Problem to work on: Every entry in the following data should be output exactly.

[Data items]
○ ○ ○

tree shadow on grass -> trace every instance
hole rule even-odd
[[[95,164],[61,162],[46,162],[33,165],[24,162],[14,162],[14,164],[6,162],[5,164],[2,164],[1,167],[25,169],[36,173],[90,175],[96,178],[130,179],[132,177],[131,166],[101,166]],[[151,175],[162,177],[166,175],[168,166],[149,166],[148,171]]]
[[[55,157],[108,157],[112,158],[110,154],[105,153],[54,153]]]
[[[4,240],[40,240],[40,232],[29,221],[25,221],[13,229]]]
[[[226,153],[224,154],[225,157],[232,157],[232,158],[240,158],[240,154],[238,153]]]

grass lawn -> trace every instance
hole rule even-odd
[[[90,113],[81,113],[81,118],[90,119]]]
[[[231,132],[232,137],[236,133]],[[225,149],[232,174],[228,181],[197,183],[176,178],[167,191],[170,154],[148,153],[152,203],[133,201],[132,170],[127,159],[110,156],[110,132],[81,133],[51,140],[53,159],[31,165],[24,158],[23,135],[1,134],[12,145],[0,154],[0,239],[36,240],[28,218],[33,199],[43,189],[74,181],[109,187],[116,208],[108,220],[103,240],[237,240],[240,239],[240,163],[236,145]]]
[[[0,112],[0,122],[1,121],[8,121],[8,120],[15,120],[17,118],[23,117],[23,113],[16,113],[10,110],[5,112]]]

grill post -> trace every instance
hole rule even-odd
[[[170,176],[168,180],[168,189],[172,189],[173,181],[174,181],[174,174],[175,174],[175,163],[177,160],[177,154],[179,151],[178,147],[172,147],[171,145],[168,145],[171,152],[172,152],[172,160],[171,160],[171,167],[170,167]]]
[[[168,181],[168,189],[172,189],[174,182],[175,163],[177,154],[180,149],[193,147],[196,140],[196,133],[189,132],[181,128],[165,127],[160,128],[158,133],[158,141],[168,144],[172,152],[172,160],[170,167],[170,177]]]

○ ○ ○

Result of the exercise:
tree shadow on grass -> trace every instance
hole rule even-odd
[[[95,164],[61,162],[46,162],[33,165],[24,162],[14,162],[14,164],[6,162],[5,164],[2,164],[1,167],[25,169],[36,173],[90,175],[96,178],[130,179],[132,177],[131,166],[101,166]],[[151,175],[162,177],[166,175],[168,166],[149,166],[148,171]]]
[[[55,157],[108,157],[112,158],[110,154],[105,153],[54,153]]]
[[[4,240],[40,240],[40,232],[29,221],[25,221],[13,229]]]
[[[226,153],[224,154],[225,157],[232,157],[232,158],[240,158],[240,154],[238,153]]]

grass lawn -> trace every instance
hole rule even-odd
[[[90,113],[81,113],[81,118],[90,119]]]
[[[231,132],[232,137],[236,133]],[[225,149],[232,174],[228,181],[197,183],[176,178],[167,191],[170,154],[148,153],[152,203],[133,201],[132,170],[127,159],[110,156],[110,132],[81,133],[51,140],[53,159],[31,165],[24,158],[23,135],[1,134],[12,145],[0,154],[0,239],[36,240],[28,218],[33,199],[43,189],[74,181],[109,187],[116,208],[108,220],[103,240],[237,240],[240,239],[240,163],[236,145]]]
[[[0,112],[0,122],[1,121],[8,121],[8,120],[15,120],[17,118],[23,117],[23,113],[16,113],[10,110],[5,112]]]

grill post -> trace every instance
hole rule even-odd
[[[170,176],[168,180],[168,189],[172,189],[173,181],[174,181],[174,174],[175,174],[175,163],[177,160],[177,154],[179,151],[178,147],[172,147],[171,145],[168,145],[171,152],[172,152],[172,160],[171,160],[171,167],[170,167]]]
[[[168,181],[168,189],[172,189],[174,182],[175,163],[177,154],[180,149],[193,147],[196,140],[196,133],[189,132],[181,128],[165,127],[160,128],[158,133],[158,141],[168,144],[172,152],[172,160],[170,167],[170,177]]]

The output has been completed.